— START —

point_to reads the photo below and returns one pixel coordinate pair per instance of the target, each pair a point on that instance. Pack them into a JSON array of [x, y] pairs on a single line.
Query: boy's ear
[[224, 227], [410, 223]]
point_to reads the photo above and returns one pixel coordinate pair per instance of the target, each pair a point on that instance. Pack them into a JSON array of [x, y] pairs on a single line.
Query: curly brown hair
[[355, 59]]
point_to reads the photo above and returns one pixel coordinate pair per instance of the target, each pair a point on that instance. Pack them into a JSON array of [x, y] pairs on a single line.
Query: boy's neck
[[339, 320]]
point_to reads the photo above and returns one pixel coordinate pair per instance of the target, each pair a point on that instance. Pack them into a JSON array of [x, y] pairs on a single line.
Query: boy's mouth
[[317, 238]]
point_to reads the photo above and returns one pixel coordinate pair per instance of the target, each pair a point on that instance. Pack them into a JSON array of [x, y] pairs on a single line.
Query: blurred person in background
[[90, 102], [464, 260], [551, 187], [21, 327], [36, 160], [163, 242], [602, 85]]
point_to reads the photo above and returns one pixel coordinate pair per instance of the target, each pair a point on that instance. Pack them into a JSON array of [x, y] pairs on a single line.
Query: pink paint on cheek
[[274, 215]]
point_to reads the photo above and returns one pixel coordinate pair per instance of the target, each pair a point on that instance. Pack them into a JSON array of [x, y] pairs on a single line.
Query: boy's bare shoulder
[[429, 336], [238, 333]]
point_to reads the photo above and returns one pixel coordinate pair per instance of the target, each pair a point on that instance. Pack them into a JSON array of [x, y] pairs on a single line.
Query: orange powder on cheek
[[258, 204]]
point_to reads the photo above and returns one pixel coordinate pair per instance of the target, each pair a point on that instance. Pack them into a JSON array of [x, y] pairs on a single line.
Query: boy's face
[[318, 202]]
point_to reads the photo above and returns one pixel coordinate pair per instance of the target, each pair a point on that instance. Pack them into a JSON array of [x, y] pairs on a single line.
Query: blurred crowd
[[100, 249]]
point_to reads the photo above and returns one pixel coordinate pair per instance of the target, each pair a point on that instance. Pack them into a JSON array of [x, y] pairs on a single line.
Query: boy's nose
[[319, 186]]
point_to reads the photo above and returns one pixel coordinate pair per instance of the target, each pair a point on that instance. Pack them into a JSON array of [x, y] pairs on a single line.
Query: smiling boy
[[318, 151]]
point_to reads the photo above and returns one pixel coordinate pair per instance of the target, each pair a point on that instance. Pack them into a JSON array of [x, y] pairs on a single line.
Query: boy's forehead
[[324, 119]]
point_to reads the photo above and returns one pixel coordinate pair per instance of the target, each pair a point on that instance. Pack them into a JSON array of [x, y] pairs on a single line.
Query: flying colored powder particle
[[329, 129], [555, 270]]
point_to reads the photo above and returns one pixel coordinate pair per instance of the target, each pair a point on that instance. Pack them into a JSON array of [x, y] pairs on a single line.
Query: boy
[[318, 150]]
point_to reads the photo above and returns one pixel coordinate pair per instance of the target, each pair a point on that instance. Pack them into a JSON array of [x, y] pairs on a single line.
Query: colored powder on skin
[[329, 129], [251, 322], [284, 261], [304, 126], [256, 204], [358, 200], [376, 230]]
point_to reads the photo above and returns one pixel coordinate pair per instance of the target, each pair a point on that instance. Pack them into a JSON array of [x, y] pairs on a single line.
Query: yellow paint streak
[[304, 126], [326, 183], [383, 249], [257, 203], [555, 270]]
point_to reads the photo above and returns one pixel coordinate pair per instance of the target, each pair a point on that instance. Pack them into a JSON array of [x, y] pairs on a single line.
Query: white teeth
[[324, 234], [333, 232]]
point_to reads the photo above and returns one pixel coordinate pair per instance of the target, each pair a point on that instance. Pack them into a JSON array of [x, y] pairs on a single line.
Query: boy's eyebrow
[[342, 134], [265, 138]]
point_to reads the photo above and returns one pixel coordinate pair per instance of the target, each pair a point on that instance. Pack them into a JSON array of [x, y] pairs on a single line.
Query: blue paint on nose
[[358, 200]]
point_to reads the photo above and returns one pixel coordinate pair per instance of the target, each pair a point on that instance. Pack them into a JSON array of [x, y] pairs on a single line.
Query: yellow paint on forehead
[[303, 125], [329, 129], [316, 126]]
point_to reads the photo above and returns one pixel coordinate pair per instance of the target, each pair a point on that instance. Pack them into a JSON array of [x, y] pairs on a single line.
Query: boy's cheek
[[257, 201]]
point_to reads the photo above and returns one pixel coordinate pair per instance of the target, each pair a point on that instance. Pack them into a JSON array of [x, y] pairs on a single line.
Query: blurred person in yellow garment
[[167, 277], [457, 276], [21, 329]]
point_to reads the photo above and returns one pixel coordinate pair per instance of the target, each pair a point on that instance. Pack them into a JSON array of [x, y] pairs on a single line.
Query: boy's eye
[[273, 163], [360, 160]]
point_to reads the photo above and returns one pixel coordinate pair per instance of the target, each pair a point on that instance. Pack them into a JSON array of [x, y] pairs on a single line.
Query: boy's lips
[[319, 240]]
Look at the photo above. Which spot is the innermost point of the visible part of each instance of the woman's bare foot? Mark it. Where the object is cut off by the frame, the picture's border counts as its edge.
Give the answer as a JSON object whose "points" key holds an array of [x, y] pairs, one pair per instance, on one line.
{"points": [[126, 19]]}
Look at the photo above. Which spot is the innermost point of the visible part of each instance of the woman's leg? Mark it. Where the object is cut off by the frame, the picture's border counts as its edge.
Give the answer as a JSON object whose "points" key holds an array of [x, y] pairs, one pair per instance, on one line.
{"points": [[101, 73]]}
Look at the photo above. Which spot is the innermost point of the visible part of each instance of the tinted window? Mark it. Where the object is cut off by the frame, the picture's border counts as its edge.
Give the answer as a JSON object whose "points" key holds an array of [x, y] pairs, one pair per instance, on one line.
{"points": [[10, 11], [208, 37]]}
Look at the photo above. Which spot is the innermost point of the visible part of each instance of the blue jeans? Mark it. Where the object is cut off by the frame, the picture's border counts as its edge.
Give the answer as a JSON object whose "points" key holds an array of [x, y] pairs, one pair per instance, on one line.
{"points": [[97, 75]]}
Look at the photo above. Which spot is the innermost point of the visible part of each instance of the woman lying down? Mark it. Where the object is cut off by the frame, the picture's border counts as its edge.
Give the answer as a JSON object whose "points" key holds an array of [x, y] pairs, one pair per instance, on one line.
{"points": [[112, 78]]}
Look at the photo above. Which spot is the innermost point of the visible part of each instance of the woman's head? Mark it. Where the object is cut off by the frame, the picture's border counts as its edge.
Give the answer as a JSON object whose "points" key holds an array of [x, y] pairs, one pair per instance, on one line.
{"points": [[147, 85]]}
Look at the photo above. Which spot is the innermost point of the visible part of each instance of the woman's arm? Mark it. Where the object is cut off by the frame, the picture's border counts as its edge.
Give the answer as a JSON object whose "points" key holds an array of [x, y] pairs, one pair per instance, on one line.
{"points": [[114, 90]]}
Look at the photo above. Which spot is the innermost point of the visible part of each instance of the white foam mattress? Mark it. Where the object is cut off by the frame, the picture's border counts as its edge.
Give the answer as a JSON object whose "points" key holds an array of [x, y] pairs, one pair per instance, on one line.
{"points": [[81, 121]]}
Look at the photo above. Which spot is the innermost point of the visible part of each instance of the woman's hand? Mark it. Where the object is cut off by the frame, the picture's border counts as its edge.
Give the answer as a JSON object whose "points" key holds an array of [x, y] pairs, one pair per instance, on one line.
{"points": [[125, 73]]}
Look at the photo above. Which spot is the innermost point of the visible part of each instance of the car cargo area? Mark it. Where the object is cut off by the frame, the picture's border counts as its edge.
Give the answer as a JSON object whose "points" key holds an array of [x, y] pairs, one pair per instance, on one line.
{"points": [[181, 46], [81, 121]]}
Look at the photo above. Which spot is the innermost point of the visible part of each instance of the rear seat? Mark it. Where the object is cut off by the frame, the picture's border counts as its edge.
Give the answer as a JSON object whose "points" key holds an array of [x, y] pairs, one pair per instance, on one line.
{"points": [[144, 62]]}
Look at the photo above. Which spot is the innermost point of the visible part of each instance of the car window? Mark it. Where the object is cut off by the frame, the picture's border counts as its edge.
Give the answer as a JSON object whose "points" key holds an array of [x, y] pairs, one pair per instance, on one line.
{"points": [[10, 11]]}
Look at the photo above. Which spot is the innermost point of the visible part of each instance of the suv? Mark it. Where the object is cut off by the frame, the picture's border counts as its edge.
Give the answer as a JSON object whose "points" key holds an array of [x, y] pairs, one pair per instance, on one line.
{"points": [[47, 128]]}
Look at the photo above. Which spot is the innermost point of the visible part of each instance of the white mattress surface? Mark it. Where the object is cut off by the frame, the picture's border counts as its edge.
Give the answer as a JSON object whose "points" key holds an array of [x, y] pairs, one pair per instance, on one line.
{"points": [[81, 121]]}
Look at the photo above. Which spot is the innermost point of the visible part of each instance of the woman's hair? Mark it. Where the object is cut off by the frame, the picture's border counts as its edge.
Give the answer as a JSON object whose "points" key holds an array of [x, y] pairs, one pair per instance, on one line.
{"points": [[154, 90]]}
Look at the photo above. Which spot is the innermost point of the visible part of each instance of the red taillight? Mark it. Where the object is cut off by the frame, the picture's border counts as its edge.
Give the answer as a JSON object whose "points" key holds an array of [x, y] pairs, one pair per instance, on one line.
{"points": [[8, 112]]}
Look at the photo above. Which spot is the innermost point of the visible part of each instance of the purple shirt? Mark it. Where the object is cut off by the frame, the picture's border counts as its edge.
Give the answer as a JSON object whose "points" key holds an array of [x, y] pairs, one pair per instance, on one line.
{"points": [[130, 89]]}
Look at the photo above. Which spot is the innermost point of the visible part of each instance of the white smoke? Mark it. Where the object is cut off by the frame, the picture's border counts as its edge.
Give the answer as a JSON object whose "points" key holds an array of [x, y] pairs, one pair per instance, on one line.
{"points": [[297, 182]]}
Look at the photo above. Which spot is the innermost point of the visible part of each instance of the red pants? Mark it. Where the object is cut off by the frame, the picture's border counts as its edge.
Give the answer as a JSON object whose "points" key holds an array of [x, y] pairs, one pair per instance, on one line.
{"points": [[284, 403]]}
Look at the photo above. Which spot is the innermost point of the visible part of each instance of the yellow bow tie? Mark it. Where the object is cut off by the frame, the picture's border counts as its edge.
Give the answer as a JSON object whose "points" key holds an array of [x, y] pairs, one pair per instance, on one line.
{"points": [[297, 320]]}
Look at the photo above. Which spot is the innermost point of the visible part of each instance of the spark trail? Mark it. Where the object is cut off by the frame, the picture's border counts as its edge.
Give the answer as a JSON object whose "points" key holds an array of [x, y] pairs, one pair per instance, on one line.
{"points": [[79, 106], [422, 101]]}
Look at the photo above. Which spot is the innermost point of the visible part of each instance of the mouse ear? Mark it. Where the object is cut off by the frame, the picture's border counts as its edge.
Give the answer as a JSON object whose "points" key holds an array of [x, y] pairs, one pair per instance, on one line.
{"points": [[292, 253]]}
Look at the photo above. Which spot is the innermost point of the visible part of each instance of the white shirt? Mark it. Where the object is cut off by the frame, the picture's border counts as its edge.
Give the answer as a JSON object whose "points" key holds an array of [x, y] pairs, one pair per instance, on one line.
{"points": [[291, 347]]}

— END —

Rewrite every line from the start of the rows up to and including the line that contains "[[339, 320]]", keeping the requests as they are. Add -39 to each coordinate value in the answers.

*Written reply*.
point_to reads the photo below and returns one pixel coordinate pair per instance of the target, each pair a point on that instance. Pack them into a JSON array of [x, y] pairs on a single line.
Query: boy's ear
[[185, 188], [371, 184]]
point_to reads the photo above and returns one pixel coordinate pair per instance of the target, each pair a point on that instance. Pack them into a JSON array of [x, y] pairs on a single line.
Query: curly brown hair
[[316, 20]]
point_to reads the photo above and returns one pixel coordinate pair per instance of the target, each pair a point on that instance. Pack them into a JSON array of [x, y] pairs on a single line.
Query: boy's neck
[[300, 281]]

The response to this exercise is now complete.